De nos patients tristes nous faisons des déprimés
De nos patients tristes nous faisons des déprimé
La recherche médicale a fait des avances tellement extraordinaires qu’il ne reste presque plus de gens sains et normaux (Aldous Huxley, 1931).
La souffrance psychologique est-elle une maladie ?
Nous sommes au Canada face à une explosion du nombre de patients souffrant de « dépression ». La trajectoire psychologique et sociale de nos patients est devenue une riche source de « pathologies ». Autrefois, le diagnostic de dépression était réservé rares aux dépressions endogènes majeures. Les nombreux patients qui reçoivent aujourd’hui ce diagnostic étaient autrefois qualifiés de « tristes ».
Notre société moderne a regroupé en « maladies » les manifestations usuelles de désespoir, injustice, colère, épuisement et humiliation. Il serait anormal d’être triste, désespéré, insomniaque, déconcentré et fatigué face aux épreuves ? Il ne faut plus pleurer ? Pourtant, les souffrances psychologiques sont indissociables des questionnements fondamentaux sur le sens de notre existence, sentiments exacerbés par les épreuves de vie : les médecins ont-ils oublié ceci ??
Il n’y a rien de plus humain que le désespoir.
Ce sentiment remplace la rage, celle-ci devant être inhibée dans nos sociétés modernes. Le dépressif moderne est « en grève ». Il fait la grève de l’effort de s’affirmer, de s’ajuster ou de subir : grève du travail, grève du parent, grève du conjoint, grève des tâches, grève du rôle social. Un « ras le bol » acceptable socialement puisque la dépression est considérée comme un désordre organique extérieur à l’individu. La médicalisation des souffrances psychologiques étouffe les questionnements profonds à risque de déstabiliser une personne, une famille, une entreprise, un couple ou une société.
Le Canada est rendu au 3e rang de l’OCDE pour la consommation d’antidépresseurs : sommes-nous plus fragiles ou sur-traités ?
Après les antihypertenseurs, les antidépresseurs sont actuellement les médicaments les plus prescrits au Canada, alors qu’aucune donnée robuste ne supporte leur efficacité dans le traitement de la dépression légère à modérée, comparé au placébo.1,2 Plusieurs recherches ne démontrent pas plus de rechutes chez les patients traités par thérapie au lieu de la médication. 3,4 Plus la maladie est légère, plus faibles sont les preuves d’efficacité de la médication : ce sont pourtant ces patients qui font de plus en plus l’objet de prescriptions.

### Données

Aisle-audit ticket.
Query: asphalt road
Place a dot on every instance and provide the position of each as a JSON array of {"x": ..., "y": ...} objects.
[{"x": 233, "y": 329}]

### Consigne de travail 1
Indiquez, s'il vous plaît, si chacune des affirmations suivantes concorde avec l'extrait sur la dépression, en répondant par oui ou par non et en citant les mots décisifs de cet extrait. (a) Au Canada, les antidépresseurs sont les médicaments les plus prescrits, devant les antihypertenseurs. (b) Le Canada occupe le 3e rang de l'OCDE pour la consommation d'antidépresseurs. (c) Plusieurs recherches montrent davantage de rechutes chez les patients traités par thérapie que chez ceux traités par médication.
### Consigne de travail 2
Donnez la suite de l'extrait sur la dépression, à partir de sa dernière phrase.

### Résultat 1
(a) Non : « Après les antihypertenseurs, les antidépresseurs sont actuellement les médicaments les plus prescrits au Canada ».
(b) Oui : « Le Canada est rendu au 3e rang de l’OCDE pour la consommation d’antidépresseurs ».
(c) Non : « Plusieurs recherches ne démontrent pas plus de rechutes chez les patients traités par thérapie au lieu de la médication. »

### Résultat 2
Des scores diagnostic suspects
Les recommandations actuelles proposent l’utilisation de «scores diagnostics » où seuls les symptômes sont pris en compte, regroupés dans des échelles numériques d’une simplicité suspecte, sans lien avec les multiples facettes complexes de notre personnalité qui font de nous des êtres heureux ou souffrants selon les aléas de la vie (timidité, générosité, naïveté, immaturité, narcissisme, désir de plaire, dépendance, besoin de contrôle, besoin de séduire, perfectionnisme, lâcheté, paresse, procrastination, passivité, agressivité, impulsivité, vantardise, etc.).
Qui enseigne aux médecins de famille que le diagnostic de « dépression légère à modérée » est remis en question puisqu’on ne connait toujours pas sa délimitation d’avec l’état normal ? Les médecins de famille canadiens font-ils fausse route ? Qui « profite » de ceci ?
Références
1. Morgan et al ; The Canadian RX Atlas ; 2013 ; UBC
2. Pecina, M et al ; Associations between placebo-activated neural systems et antidepressant responses ; JAMA psychiatry ; 2015; 72 (11):1087-1094.
3. Preventing Depressive Relapse and Recurrence in Higher Risk Cognitive Therapy Responders: A Randomized Trial of Continuation Phase Cognitive Therapy, Fluoxetine, or Matched Pill Placebo ; Jarret, R et al ; JAMA Psychiatry 2013 ; 70 :1152-1160
4. Vittengl JR, Clark LA, Dunn TW, Jarrett RB. Reducing relapse and recurrence in unipolar depression: a comparative meta-analysis of cognitive-behavioral therapy's effects. J Consult Clin Psychol. 2007; 75:475–488.